[[ Passage for review, beginning ]]

VANCOUVER -- After receiving "an overwhelming number of messages" from Yaletown residents expressing safety concerns, police in Vancouver say new measures will be implemented in the community.

Vancouver Police Department spokesperson Const. Tania Visintin said Friday that VPD has received numerous messages and emails from people saying they feel unsafe in Yaletown, adding, “we also don’t tolerate residents feeling unsafe.”

VPD will deploy more officers on bikes to allow for easier access to lanes and parking lots and be more accessible to residents. Officers already deployed downtown will also increase patrols of the Yaletown area.

Few people in the neighbourhood have called 911, however.

"We do ask people to call police if they do have concerns or if they're feeling unsafe so we can track these calls," Visintin said.

For months, Yaletown residents have raised concerns about safety, citing issues like discarded needles in parks, open drug use, human feces on the ground and bear bangers going off in the early hours of the morning.

[[ Passage for review, end ]]

--- Brief 1 ---
Answer these questions about the article on Yaletown safety:
(a) Who is the Vancouver Police Department spokesperson named in it?
(b) What kind of officers will VPD deploy more of?
(c) What issues have Yaletown residents cited in raising safety concerns?
--- Brief 2 ---
Rewrite the article on Yaletown safety, everything from "VPD will deploy" down to "called 911, however.", with "bikes" replaced by "foot".
--- Brief 3 ---
Please continue the article on Yaletown safety from where it stops.

[[ Data, beginning ]]

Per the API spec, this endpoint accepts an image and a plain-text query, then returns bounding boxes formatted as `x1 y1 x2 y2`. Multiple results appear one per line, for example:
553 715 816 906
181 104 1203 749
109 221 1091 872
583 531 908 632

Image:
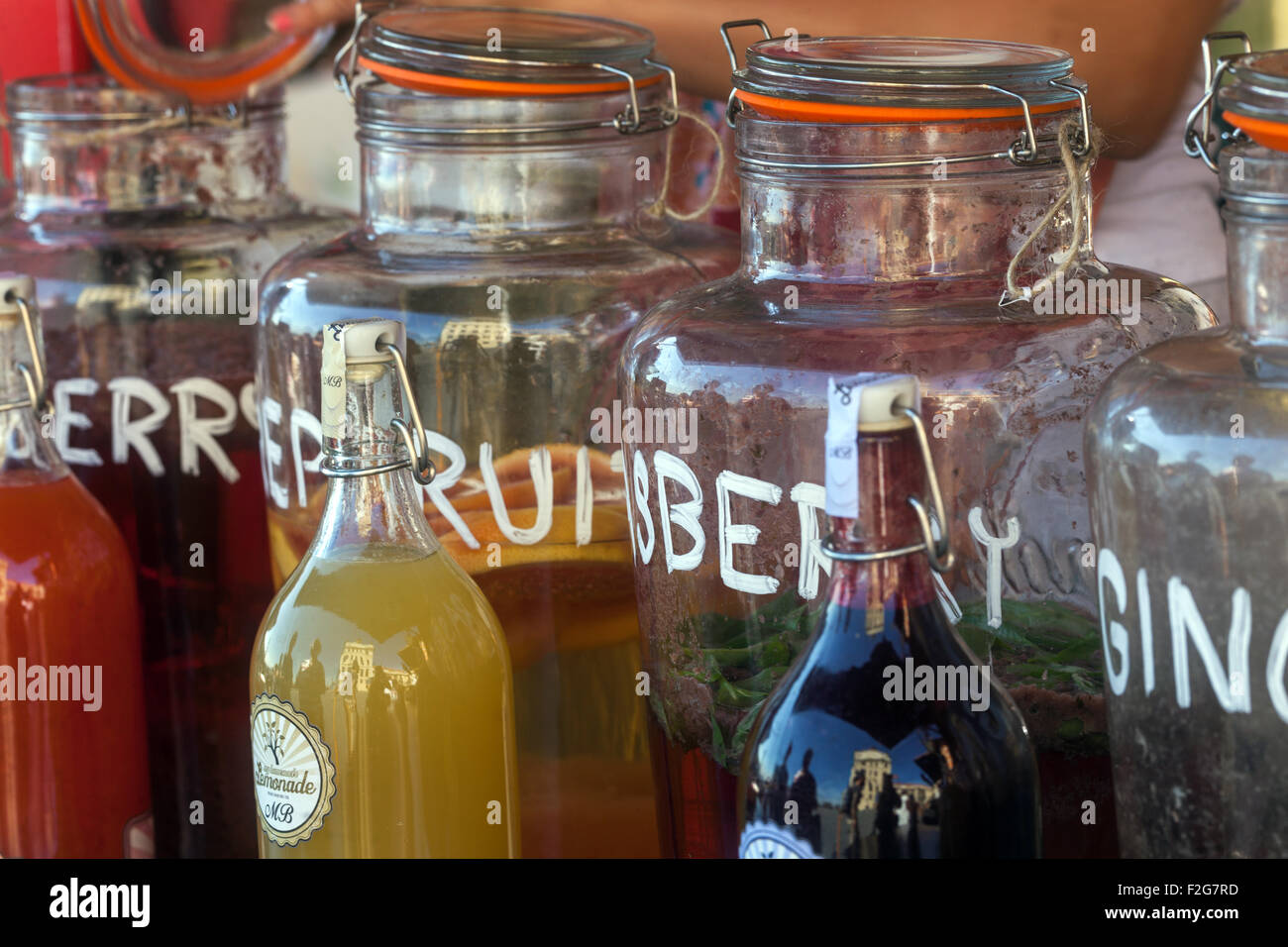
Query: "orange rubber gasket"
1221 111 1288 151
358 55 665 95
733 89 1078 123
76 0 310 104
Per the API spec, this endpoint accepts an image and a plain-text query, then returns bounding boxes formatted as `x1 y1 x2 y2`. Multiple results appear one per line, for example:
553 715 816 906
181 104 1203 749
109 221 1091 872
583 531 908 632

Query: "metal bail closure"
0 275 53 415
819 378 956 573
331 3 680 136
720 20 1092 171
321 320 437 485
376 343 438 487
1184 30 1252 174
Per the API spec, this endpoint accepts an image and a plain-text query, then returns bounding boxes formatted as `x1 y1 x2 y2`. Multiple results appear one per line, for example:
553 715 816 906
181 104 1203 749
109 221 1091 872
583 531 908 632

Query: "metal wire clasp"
376 342 438 487
0 295 53 415
1184 30 1252 172
820 402 957 573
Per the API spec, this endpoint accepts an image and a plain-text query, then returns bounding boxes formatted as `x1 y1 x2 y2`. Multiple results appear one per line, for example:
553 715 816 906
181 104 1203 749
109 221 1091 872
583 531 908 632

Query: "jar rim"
733 36 1082 112
356 7 667 95
76 0 332 104
1218 49 1288 151
5 72 284 125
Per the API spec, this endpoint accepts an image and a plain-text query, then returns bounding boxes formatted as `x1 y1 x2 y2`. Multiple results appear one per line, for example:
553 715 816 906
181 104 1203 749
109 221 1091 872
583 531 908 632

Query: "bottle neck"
0 313 67 479
312 361 439 558
824 428 935 618
738 112 1090 286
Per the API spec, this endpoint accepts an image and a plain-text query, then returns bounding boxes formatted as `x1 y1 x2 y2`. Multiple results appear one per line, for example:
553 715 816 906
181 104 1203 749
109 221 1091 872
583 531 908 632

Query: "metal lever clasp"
0 295 53 415
820 401 957 573
331 0 393 106
898 404 957 573
1184 30 1252 172
376 342 438 487
720 20 774 128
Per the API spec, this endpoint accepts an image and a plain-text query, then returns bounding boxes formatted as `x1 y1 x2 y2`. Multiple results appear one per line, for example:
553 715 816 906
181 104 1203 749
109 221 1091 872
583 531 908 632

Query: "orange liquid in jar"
0 472 151 858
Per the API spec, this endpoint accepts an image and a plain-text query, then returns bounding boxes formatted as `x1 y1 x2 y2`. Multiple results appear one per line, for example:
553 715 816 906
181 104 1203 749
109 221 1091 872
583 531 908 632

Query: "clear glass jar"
259 8 737 857
622 30 1212 856
1087 44 1288 858
0 74 343 857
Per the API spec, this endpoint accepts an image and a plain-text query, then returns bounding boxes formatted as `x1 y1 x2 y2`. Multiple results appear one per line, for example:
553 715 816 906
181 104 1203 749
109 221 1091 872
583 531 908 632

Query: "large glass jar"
0 74 343 857
622 30 1212 856
1087 42 1288 858
259 8 737 857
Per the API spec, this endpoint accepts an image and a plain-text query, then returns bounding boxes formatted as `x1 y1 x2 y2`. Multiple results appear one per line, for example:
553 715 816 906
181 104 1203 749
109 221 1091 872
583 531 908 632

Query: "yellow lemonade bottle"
250 320 519 858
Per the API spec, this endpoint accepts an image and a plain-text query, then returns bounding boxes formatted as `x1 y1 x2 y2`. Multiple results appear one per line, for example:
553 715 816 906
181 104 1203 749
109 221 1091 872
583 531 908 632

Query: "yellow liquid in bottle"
252 544 519 858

[[ Data, end ]]

--- Result 1 ---
(a) Const. Tania Visintin
(b) Officers on bikes
(c) Discarded needles in parks, open drug use, human feces on the ground and bear bangers going off in the early hours of the morning

--- Result 2 ---
VPD will deploy more officers on foot to allow for easier access to lanes and parking lots and be more accessible to residents. Officers already deployed downtown will also increase patrols of the Yaletown area.

Few people in the neighbourhood have called 911, however.

--- Result 3 ---
Resident Luke Baxter takes his 2-year-old daughter to Emery Barnes park every day, but says he needs to keep a very close eye on her.

“(She’s) been very close to needles more than once, but I’ve got her before she’s grabbed them, so I’ve been lucky,” Baxter said.

He says when he started calling police a month ago to report incidents, an officer told him to move to another area.

During the COVID-19 pandemic, many people who had been living in Oppenheimer Park were moved into empty hotels in the downtown core, including the Howard Johnson on Granville Street.

An email sent from a VPD staff sergeant obtained by CTV News says the department "was not consulted on this development," adding that the department is "now scrambling to keep up."

Miles Mitchinson lives in the building behind the Howard Johnson.

“I’ve lived downtown for the past 10 years,” he said. “I know what it’s like to live in a big city. I know there’s lots of noise. This is a different level. It’s gotten to the point of being dangerous.”

Mitchinson has seen more police in the area in the past week, but doesn’t think it’s a solution.

“This is the result of decades of failed policies at a city and provincial level that have led to a crisis of addiction and mental health issues and VPD presence is not something that’ll crack down on that,” he said.

On Friday, former Vancouver Mayor and long time Yaletown resident Sam Sullivan voiced his criticism of how the moves have been handled, saying the current state of the area is “worse than it’s ever been.”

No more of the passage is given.